= Short task =
Pull out every line in the entries below that contains the string "people", and copy each one. Uppercase and lowercase letters count as different.

= Excerpted records =
+ + + +
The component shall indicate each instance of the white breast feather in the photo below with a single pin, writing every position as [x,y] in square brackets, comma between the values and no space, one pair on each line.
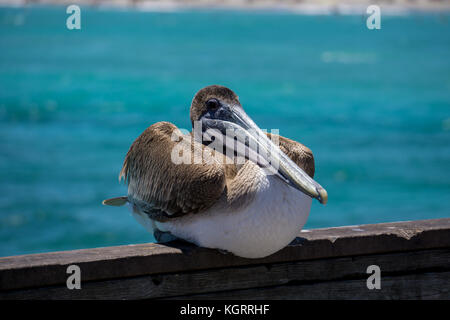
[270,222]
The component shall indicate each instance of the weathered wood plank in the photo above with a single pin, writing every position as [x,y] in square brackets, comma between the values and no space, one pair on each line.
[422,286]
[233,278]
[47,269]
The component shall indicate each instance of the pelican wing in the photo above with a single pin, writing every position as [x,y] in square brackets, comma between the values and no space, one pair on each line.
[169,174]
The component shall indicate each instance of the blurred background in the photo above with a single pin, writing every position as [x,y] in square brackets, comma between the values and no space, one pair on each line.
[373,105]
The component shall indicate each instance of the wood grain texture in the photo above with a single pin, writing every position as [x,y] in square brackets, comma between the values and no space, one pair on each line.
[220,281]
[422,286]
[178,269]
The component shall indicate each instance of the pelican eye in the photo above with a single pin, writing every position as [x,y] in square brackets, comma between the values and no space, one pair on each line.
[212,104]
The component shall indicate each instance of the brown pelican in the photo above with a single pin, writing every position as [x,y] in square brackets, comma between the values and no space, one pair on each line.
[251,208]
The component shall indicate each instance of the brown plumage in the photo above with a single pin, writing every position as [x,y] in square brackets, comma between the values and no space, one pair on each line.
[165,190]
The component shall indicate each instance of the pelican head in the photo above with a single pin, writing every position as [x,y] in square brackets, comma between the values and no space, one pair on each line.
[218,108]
+ + + +
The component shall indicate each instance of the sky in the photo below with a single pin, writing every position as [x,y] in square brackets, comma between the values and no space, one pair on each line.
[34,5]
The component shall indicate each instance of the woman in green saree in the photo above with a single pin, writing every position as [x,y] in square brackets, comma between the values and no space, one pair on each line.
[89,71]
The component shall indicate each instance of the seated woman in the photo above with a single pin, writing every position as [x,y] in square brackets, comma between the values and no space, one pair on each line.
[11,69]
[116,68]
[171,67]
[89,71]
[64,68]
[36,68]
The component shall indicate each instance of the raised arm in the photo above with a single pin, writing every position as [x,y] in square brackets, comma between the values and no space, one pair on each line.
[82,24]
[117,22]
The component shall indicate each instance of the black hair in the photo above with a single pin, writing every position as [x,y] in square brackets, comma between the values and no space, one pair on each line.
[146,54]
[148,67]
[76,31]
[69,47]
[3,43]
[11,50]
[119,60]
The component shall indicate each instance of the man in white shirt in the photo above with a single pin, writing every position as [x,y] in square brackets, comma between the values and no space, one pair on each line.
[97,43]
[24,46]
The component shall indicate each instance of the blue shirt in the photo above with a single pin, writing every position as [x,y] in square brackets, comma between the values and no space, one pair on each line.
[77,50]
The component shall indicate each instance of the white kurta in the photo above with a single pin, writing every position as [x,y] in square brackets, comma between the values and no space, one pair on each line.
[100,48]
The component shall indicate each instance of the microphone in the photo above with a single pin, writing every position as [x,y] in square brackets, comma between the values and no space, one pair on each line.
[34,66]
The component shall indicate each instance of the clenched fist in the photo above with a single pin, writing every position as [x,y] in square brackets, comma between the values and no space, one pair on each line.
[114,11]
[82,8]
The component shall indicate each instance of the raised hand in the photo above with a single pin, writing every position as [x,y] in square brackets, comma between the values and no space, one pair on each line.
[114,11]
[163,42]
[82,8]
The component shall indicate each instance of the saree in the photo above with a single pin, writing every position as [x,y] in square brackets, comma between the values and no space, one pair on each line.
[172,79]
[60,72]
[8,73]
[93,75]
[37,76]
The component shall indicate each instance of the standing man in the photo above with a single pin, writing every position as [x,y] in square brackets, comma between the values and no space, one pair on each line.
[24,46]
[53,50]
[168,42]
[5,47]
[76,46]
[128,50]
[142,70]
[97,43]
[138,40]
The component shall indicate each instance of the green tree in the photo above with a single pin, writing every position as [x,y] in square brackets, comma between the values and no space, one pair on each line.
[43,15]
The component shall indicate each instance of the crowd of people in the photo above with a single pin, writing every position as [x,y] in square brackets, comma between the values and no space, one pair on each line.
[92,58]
+ + + +
= Completed exercise =
The component shall indicate each instance of the crowd of people in the photo above with a single pin, writing every position as [x,y] in square brackets, comma between the values and no space, one pair on each line.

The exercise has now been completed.